» Text passage:
===============

LRU Caching

Caching is an invaluable tool for lowering the stress of repeated computes on your expensive functions, if you anticipate calling it with a relatively-narrow set of arguments. I read about it in the context of model.predict() calls, but wanted to lean on a more canonical example to show the how performance compares, caching vs non. The code is lifted and altered from the functools.lru_cache() documentation.

By Example

Below, I’ve got two identical implementations for recursively serving up Fibonacci numbers– the only difference being that one of them counts the number of times the function is called, and the other caches the results its seen for later use.

from functools import lru_cache

@lru_cache(maxsize=64)
def fib(n):
    if n < 2:
        return n
    else:
        return fib(n-1) + fib(n-2)
fib_call_count = 0

def fib_no_cache(n):
    global fib_call_count
    fib_call_count += 1
    
    if n < 2:
        return n
    else:
        return fib_no_cache(n-1) + fib_no_cache(n-2)

Speed

Without caching, fib(20) runs on the order of milliseconds

%%timeit

fib_no_cache(20)

===============

» Complete the following:
a – In the LRU caching text, what documentation was the example code lifted from and altered?
b – Write out the stretch of the LRU caching text from "Caching is an" through "the functools.lru_cache() documentation.", swapping "invaluable" for "indispensable".
The entries after this come from a separate source.

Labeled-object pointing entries
===============

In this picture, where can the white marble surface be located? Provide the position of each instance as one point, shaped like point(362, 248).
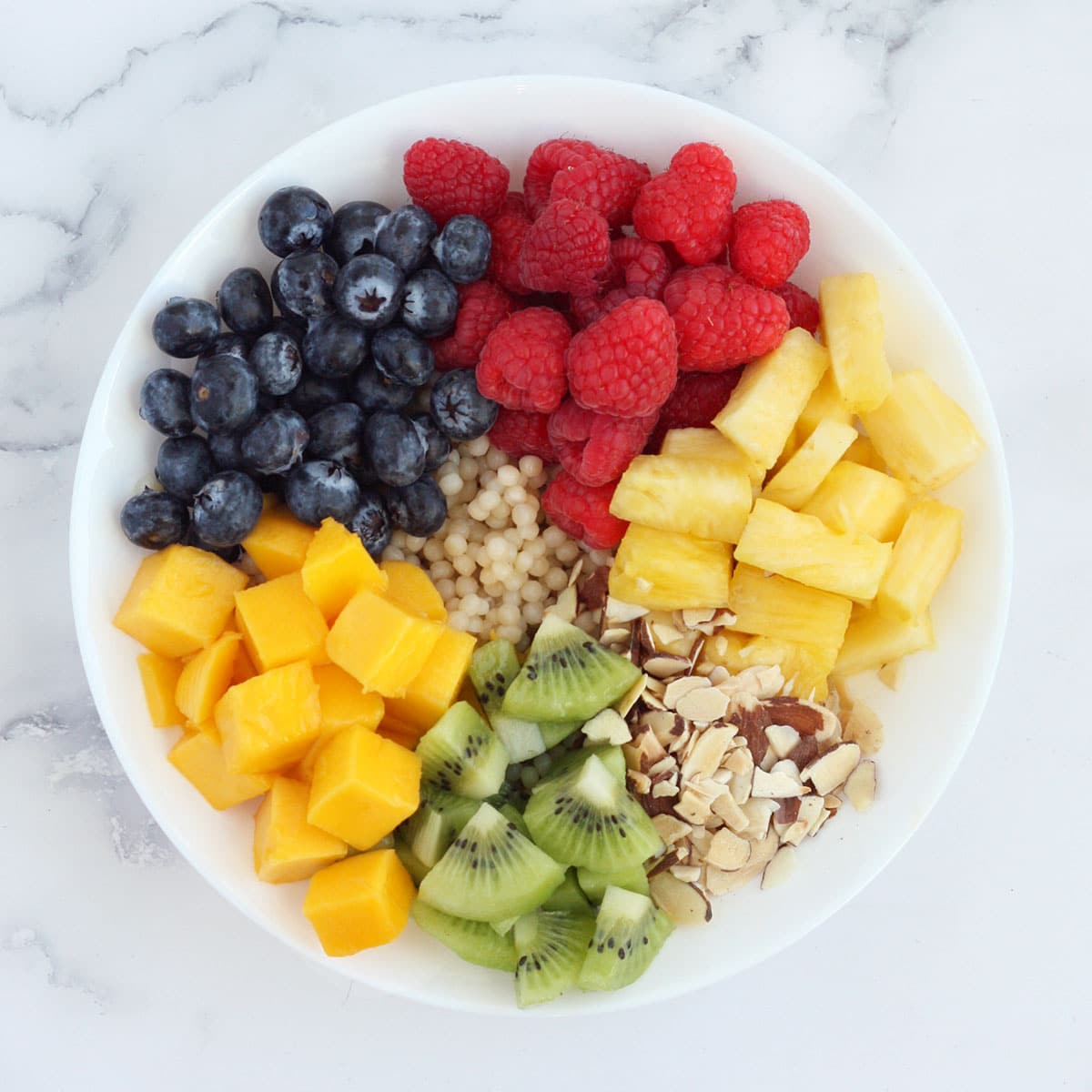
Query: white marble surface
point(965, 123)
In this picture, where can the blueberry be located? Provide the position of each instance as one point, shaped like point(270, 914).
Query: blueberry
point(369, 289)
point(338, 435)
point(165, 402)
point(372, 523)
point(293, 218)
point(460, 410)
point(186, 327)
point(334, 347)
point(463, 249)
point(227, 509)
point(371, 391)
point(276, 443)
point(184, 464)
point(154, 520)
point(430, 304)
point(404, 238)
point(223, 393)
point(319, 489)
point(402, 356)
point(354, 229)
point(394, 448)
point(304, 285)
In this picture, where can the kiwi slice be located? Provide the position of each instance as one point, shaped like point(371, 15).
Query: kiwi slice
point(587, 818)
point(567, 676)
point(551, 947)
point(490, 872)
point(629, 931)
point(460, 753)
point(474, 942)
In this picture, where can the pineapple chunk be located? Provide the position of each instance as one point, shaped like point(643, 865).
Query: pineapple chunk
point(922, 434)
point(853, 332)
point(804, 549)
point(763, 409)
point(796, 481)
point(924, 551)
point(664, 571)
point(774, 606)
point(857, 498)
point(702, 497)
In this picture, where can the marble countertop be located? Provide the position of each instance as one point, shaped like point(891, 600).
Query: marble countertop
point(121, 123)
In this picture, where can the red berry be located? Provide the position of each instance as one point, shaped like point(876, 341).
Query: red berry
point(689, 205)
point(447, 178)
point(522, 365)
point(721, 320)
point(593, 447)
point(625, 364)
point(583, 511)
point(481, 307)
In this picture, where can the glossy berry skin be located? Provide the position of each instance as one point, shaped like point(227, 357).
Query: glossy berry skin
point(354, 229)
point(223, 393)
point(293, 218)
point(186, 328)
point(319, 489)
point(227, 509)
point(165, 402)
point(154, 520)
point(276, 443)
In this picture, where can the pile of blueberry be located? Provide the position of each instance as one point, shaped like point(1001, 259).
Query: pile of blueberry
point(329, 399)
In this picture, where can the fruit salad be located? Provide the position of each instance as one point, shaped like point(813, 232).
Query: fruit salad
point(511, 551)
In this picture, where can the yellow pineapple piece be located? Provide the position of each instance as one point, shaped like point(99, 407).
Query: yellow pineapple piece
point(923, 554)
point(804, 549)
point(857, 498)
point(664, 571)
point(774, 606)
point(803, 473)
point(700, 497)
point(922, 434)
point(763, 409)
point(853, 332)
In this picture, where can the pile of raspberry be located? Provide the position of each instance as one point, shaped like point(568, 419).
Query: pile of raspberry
point(618, 304)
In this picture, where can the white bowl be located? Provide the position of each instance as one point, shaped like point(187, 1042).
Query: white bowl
point(928, 723)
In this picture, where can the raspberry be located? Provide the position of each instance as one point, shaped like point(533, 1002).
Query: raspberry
point(803, 307)
point(447, 177)
point(565, 249)
point(721, 320)
point(519, 432)
point(583, 511)
point(689, 205)
point(593, 447)
point(769, 238)
point(625, 365)
point(522, 365)
point(481, 307)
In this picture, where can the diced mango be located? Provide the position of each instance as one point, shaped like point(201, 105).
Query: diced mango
point(270, 721)
point(287, 846)
point(337, 567)
point(360, 902)
point(179, 601)
point(159, 680)
point(381, 645)
point(279, 623)
point(363, 786)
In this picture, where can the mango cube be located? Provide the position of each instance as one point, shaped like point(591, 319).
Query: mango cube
point(279, 623)
point(363, 786)
point(287, 846)
point(270, 721)
point(337, 567)
point(179, 601)
point(360, 902)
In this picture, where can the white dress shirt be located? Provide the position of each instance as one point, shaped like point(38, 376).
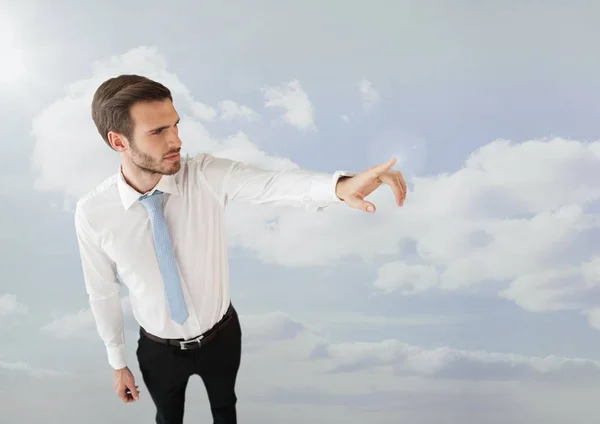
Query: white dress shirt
point(116, 245)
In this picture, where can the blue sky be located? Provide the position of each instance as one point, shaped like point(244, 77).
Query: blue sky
point(477, 300)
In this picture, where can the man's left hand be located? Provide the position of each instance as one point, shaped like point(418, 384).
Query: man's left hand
point(354, 190)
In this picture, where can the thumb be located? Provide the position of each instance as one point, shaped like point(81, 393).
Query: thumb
point(134, 390)
point(381, 168)
point(358, 203)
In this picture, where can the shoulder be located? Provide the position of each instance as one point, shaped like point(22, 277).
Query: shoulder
point(95, 197)
point(204, 162)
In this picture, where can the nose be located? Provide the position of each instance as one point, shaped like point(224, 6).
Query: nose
point(174, 140)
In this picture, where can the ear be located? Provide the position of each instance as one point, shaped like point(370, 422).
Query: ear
point(117, 141)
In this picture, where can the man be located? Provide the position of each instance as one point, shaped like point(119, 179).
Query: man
point(157, 226)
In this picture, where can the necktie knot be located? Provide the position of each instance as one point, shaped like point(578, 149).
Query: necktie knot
point(152, 202)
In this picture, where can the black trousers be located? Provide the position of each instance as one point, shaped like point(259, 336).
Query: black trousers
point(167, 369)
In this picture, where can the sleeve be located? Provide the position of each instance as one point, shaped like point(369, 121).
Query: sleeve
point(103, 291)
point(296, 187)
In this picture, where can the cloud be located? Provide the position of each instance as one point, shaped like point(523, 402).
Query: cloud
point(370, 96)
point(231, 110)
point(80, 324)
point(10, 306)
point(291, 370)
point(8, 369)
point(514, 213)
point(293, 99)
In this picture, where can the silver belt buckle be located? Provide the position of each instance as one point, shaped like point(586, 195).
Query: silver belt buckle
point(184, 344)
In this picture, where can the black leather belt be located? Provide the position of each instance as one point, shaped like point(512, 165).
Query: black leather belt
point(195, 342)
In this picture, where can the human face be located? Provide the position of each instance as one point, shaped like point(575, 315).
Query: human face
point(155, 145)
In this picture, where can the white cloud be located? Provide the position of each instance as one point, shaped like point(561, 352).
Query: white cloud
point(80, 324)
point(409, 278)
point(203, 111)
point(290, 370)
point(231, 110)
point(512, 213)
point(10, 306)
point(294, 100)
point(370, 96)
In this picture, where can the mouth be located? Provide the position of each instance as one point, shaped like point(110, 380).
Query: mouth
point(173, 156)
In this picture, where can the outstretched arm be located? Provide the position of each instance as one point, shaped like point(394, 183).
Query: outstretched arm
point(299, 187)
point(243, 182)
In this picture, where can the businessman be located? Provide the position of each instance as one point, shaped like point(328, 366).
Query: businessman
point(157, 226)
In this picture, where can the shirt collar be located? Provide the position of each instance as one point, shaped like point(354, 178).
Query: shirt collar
point(129, 195)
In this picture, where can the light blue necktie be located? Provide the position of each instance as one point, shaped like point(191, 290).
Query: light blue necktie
point(166, 256)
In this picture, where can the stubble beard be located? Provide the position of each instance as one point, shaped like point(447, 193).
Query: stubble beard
point(150, 165)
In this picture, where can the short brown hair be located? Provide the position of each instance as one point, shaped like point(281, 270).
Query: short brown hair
point(113, 100)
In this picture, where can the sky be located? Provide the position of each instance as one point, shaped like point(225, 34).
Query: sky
point(476, 302)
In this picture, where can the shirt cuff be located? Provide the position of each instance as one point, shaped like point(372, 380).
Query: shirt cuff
point(117, 357)
point(324, 190)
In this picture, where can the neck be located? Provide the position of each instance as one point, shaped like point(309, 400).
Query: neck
point(139, 179)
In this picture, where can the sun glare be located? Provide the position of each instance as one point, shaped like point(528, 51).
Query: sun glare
point(11, 56)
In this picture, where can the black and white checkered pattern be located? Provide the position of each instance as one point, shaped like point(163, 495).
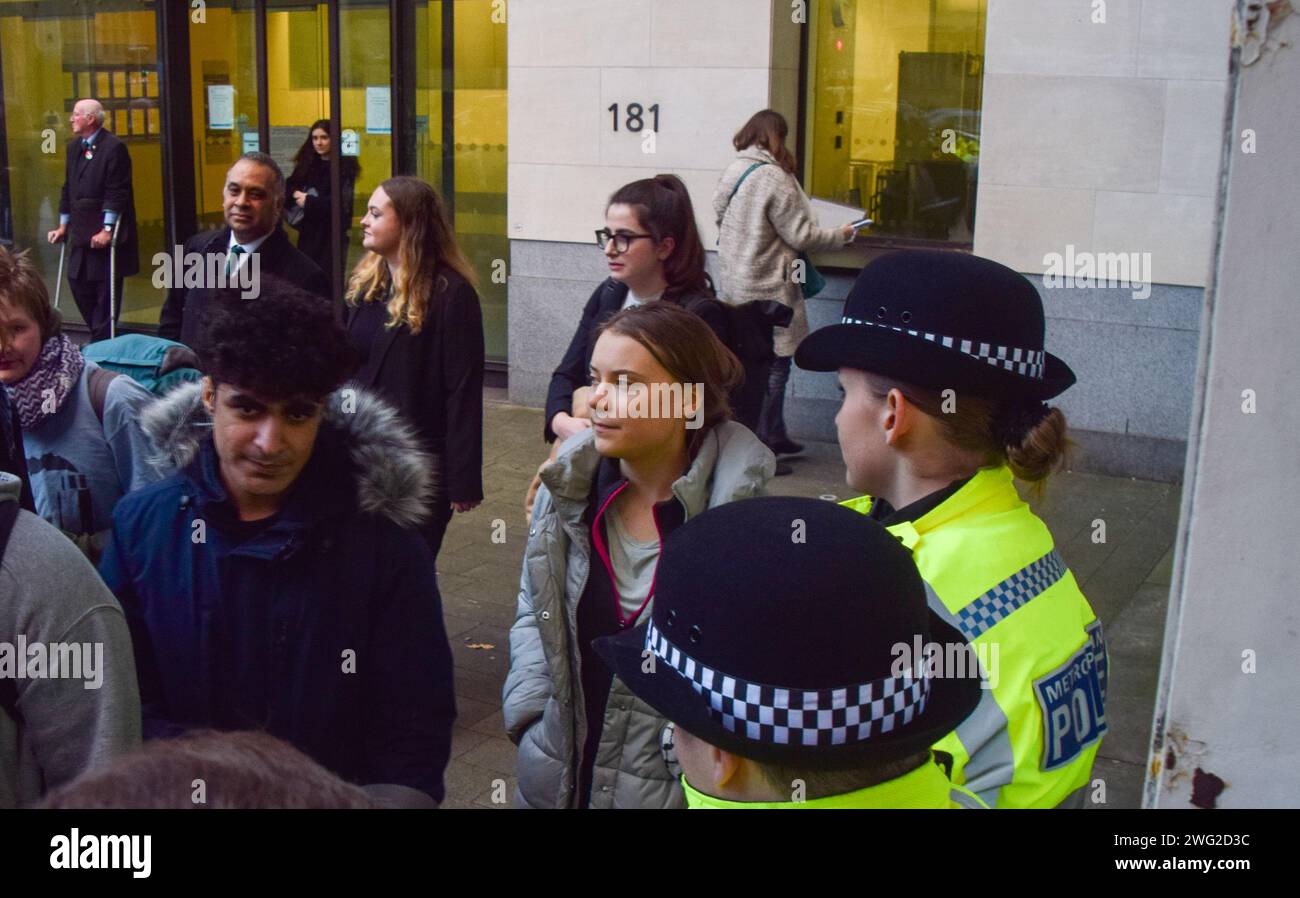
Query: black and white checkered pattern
point(1030, 363)
point(1010, 594)
point(797, 716)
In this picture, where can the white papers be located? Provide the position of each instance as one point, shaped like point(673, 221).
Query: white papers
point(221, 107)
point(378, 109)
point(835, 215)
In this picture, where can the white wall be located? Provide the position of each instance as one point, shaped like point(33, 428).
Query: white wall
point(705, 63)
point(1103, 135)
point(1227, 692)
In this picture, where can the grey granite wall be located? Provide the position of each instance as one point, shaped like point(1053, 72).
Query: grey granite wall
point(1135, 358)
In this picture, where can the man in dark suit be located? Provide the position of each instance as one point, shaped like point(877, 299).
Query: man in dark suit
point(252, 200)
point(96, 196)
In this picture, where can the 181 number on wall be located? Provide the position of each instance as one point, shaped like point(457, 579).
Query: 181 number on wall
point(635, 116)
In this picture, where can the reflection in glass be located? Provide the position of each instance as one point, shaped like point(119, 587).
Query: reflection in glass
point(895, 99)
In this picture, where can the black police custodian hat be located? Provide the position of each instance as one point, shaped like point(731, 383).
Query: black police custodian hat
point(943, 320)
point(785, 651)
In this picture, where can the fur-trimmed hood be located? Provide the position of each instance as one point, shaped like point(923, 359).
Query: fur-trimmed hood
point(394, 474)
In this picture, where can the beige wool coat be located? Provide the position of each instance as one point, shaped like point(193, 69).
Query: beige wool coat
point(762, 230)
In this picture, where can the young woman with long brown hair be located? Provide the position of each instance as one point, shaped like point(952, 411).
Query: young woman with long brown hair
point(606, 504)
point(310, 187)
point(414, 315)
point(653, 251)
point(765, 222)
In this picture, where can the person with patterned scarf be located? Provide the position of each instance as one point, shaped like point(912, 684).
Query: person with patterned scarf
point(79, 424)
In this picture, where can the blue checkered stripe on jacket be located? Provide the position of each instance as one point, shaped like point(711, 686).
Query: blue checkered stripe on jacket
point(798, 716)
point(1010, 594)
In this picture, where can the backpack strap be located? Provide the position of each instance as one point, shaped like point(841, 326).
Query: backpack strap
point(741, 179)
point(98, 387)
point(8, 690)
point(732, 195)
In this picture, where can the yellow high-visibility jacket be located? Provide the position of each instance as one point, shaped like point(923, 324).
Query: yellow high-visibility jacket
point(992, 571)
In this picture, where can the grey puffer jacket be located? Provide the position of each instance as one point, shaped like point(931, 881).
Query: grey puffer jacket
point(544, 689)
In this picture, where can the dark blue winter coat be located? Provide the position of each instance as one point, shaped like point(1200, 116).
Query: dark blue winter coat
point(324, 628)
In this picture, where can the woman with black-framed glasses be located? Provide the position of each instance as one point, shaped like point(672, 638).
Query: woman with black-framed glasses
point(653, 251)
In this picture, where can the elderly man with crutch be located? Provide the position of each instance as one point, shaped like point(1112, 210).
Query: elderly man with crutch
point(96, 217)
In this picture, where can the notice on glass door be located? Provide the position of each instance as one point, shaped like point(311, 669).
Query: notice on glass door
point(221, 107)
point(378, 109)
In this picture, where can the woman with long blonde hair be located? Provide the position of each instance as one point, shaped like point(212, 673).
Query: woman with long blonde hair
point(412, 312)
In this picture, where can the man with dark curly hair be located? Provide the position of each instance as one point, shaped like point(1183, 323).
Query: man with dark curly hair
point(277, 581)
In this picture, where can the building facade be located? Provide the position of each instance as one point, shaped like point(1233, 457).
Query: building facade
point(1075, 141)
point(1023, 130)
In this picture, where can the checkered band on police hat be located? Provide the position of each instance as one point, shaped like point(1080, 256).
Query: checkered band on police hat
point(796, 716)
point(1028, 363)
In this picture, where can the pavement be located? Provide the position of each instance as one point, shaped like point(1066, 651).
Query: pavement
point(1126, 578)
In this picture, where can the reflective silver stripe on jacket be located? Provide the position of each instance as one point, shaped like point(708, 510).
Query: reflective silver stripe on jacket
point(1010, 594)
point(984, 733)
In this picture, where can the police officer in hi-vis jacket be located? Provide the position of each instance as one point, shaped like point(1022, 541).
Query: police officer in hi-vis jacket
point(944, 374)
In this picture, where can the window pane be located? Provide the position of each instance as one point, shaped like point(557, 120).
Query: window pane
point(895, 98)
point(460, 130)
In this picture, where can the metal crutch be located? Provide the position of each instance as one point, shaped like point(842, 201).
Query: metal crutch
point(59, 283)
point(112, 282)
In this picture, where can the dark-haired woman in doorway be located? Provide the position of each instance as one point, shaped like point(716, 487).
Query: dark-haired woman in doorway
point(307, 204)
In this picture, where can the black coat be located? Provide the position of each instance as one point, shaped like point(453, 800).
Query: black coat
point(252, 630)
point(185, 308)
point(436, 380)
point(92, 186)
point(313, 229)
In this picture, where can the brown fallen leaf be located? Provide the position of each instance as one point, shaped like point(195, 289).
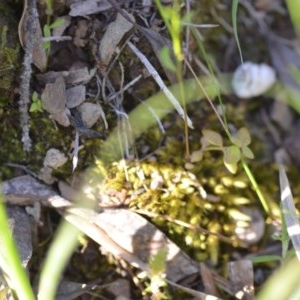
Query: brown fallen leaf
point(114, 33)
point(241, 277)
point(31, 37)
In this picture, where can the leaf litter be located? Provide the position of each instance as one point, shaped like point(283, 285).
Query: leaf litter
point(96, 64)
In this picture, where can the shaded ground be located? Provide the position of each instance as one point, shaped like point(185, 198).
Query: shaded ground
point(89, 80)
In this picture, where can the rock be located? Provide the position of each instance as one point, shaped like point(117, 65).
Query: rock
point(75, 96)
point(54, 159)
point(90, 113)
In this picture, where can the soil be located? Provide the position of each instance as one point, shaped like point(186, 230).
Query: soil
point(153, 163)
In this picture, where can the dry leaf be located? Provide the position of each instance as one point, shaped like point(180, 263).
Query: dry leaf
point(30, 25)
point(88, 7)
point(112, 37)
point(54, 96)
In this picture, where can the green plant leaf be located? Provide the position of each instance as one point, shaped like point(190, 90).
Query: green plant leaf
point(266, 258)
point(214, 138)
point(157, 262)
point(241, 138)
point(57, 23)
point(196, 156)
point(244, 136)
point(46, 31)
point(232, 168)
point(247, 152)
point(232, 154)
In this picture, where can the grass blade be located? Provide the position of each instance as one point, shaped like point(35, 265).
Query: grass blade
point(10, 261)
point(289, 211)
point(234, 8)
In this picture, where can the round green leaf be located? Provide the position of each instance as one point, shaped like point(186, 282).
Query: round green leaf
point(232, 168)
point(232, 155)
point(247, 152)
point(214, 138)
point(242, 138)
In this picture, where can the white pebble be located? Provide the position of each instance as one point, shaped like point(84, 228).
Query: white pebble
point(251, 80)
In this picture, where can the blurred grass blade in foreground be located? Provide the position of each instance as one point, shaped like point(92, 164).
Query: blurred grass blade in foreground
point(289, 211)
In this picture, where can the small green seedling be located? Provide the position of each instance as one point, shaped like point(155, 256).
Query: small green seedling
point(47, 32)
point(232, 154)
point(36, 105)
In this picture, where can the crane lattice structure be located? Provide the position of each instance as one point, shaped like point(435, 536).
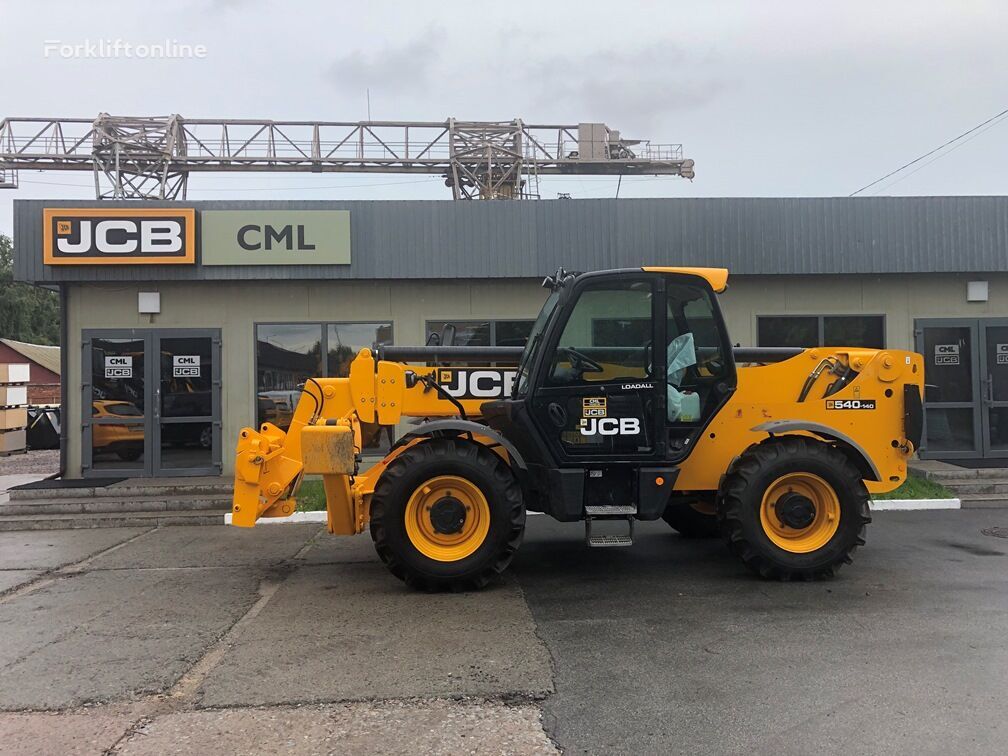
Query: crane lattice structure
point(151, 158)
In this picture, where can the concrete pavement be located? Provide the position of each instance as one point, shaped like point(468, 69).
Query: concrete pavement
point(284, 639)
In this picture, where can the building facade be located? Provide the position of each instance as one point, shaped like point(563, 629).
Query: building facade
point(185, 322)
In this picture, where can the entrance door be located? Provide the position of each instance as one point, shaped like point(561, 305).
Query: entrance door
point(994, 386)
point(186, 404)
point(151, 402)
point(966, 393)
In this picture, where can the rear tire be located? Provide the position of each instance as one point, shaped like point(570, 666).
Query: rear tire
point(814, 488)
point(447, 515)
point(689, 522)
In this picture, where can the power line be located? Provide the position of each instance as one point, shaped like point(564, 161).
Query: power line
point(931, 152)
point(936, 157)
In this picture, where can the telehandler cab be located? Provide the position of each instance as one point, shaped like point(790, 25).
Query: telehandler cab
point(628, 403)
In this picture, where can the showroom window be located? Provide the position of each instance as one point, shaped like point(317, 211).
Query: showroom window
point(287, 354)
point(821, 331)
point(485, 333)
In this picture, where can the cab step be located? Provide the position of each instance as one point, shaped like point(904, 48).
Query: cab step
point(604, 541)
point(609, 513)
point(610, 510)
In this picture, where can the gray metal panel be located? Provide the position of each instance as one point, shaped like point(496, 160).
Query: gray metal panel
point(433, 239)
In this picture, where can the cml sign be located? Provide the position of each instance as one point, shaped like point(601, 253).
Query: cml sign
point(309, 237)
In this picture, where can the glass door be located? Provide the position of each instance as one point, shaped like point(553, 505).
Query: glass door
point(994, 386)
point(186, 402)
point(151, 402)
point(115, 404)
point(952, 388)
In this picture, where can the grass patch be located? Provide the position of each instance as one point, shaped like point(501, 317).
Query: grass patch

===============

» Expected results:
a – The code was lifted and altered from the functools.lru_cache() documentation.

b –
Caching is an indispensable tool for lowering the stress of repeated computes on your expensive functions, if you anticipate calling it with a relatively-narrow set of arguments. I read about it in the context of model.predict() calls, but wanted to lean on a more canonical example to show the how performance compares, caching vs non. The code is lifted and altered from the functools.lru_cache() documentation.